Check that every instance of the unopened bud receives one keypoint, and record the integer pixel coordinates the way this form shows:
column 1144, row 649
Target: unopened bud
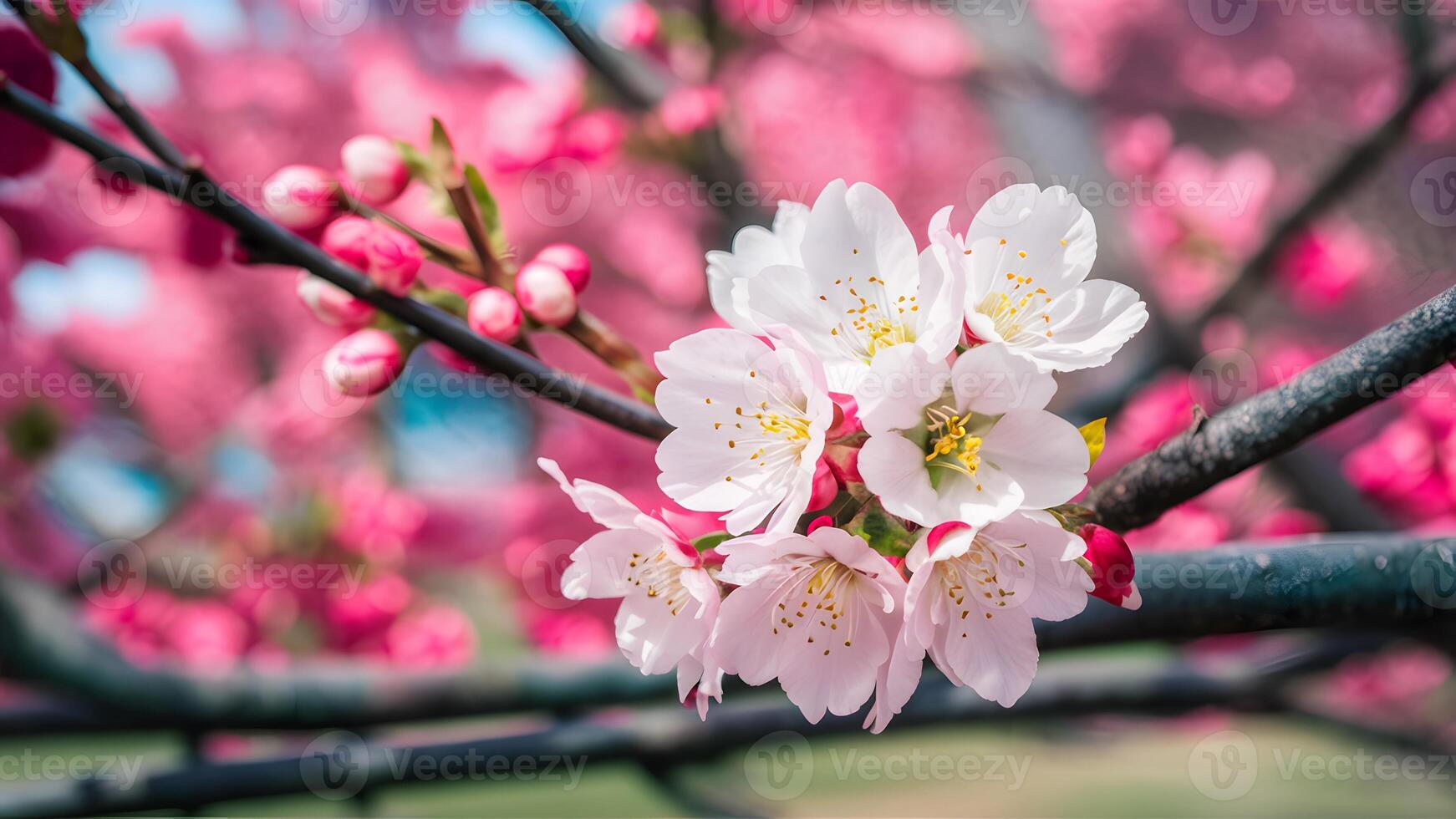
column 389, row 257
column 333, row 304
column 376, row 168
column 571, row 261
column 300, row 196
column 496, row 314
column 689, row 108
column 547, row 294
column 364, row 363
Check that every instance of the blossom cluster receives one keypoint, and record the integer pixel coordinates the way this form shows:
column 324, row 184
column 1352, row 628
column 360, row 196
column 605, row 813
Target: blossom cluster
column 871, row 426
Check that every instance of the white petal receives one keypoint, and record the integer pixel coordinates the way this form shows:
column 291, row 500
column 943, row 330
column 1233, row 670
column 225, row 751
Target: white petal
column 603, row 505
column 653, row 638
column 894, row 471
column 1044, row 454
column 992, row 380
column 1050, row 226
column 1059, row 588
column 1089, row 325
column 900, row 384
column 755, row 249
column 598, row 566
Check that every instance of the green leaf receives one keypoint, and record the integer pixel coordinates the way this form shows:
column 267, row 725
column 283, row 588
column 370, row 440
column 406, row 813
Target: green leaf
column 441, row 151
column 490, row 210
column 418, row 163
column 883, row 532
column 1095, row 435
column 1072, row 516
column 59, row 33
column 710, row 540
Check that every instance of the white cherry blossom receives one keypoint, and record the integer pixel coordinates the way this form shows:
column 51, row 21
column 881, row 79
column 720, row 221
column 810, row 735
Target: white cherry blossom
column 1026, row 261
column 751, row 426
column 669, row 597
column 970, row 443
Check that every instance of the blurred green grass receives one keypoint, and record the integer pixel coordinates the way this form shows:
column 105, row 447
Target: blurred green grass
column 1092, row 768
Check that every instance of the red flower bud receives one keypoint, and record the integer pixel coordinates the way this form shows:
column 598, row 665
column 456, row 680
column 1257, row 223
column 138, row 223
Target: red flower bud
column 1112, row 566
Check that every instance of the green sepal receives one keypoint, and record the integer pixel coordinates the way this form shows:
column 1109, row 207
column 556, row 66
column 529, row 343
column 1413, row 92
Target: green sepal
column 710, row 540
column 883, row 532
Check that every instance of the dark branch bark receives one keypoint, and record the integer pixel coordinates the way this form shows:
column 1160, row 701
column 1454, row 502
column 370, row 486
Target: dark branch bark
column 1061, row 691
column 1357, row 165
column 1362, row 581
column 288, row 247
column 1279, row 420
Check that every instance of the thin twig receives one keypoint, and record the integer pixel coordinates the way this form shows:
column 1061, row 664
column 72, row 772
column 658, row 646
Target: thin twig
column 1357, row 165
column 1331, row 582
column 527, row 373
column 1061, row 691
column 1279, row 420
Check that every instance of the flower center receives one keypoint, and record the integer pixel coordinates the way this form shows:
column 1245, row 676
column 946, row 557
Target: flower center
column 977, row 572
column 1016, row 304
column 818, row 601
column 661, row 577
column 875, row 322
column 951, row 445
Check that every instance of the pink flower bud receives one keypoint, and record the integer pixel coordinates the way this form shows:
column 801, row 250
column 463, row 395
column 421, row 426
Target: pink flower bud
column 1112, row 566
column 826, row 489
column 632, row 25
column 496, row 314
column 820, row 522
column 364, row 363
column 333, row 304
column 690, row 108
column 846, row 416
column 376, row 169
column 845, row 463
column 547, row 294
column 300, row 196
column 27, row 63
column 568, row 259
column 389, row 257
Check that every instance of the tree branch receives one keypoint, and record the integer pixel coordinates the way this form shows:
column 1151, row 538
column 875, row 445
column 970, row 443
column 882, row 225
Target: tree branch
column 288, row 247
column 1337, row 582
column 1061, row 691
column 1279, row 420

- **WHAT IS EXPECTED**: Nothing but the lines above from the one containing "Target: blurred green grass" through the one containing "column 801, row 250" should appear in the answer, each repeated exactly.

- **EXERCISE SOLUTION**:
Target: blurred green grass
column 1092, row 768
Check that every instance of the red flower bud receives one keypoint, and record the integer pixel coordinates the way this form shows:
column 598, row 665
column 456, row 680
column 1257, row 223
column 138, row 223
Target: red flower bud
column 1112, row 566
Check that every instance of the green sepal receives one keypoint, and record the integer pixel coordinates the way this form shows:
column 1109, row 207
column 556, row 66
column 529, row 343
column 1413, row 92
Target: green sepal
column 710, row 540
column 883, row 532
Check that every instance of the dark branch bark receives one keypoint, and record the integer pixel coordinates the way this form shows:
column 1160, row 701
column 1454, row 502
column 370, row 486
Target: dark branch bark
column 1061, row 691
column 1357, row 165
column 1362, row 581
column 288, row 247
column 1279, row 420
Check that every instance of the thin twig receives one keypoint, and record the integer pixel coordinates the way this form shows:
column 1061, row 664
column 72, row 772
column 658, row 646
Target: thin twig
column 1357, row 165
column 1331, row 582
column 527, row 373
column 1061, row 691
column 1279, row 420
Check that every instance of the flower center receives one keypoint, and record the integer pixel coordinates the way this form shows:
column 1245, row 676
column 946, row 557
Target: flower center
column 977, row 572
column 1016, row 304
column 818, row 601
column 661, row 577
column 875, row 322
column 951, row 445
Check that every instance of the pink flower bud receives one keypoint, and record the integer pixel coordinates the way this form shows:
column 801, row 250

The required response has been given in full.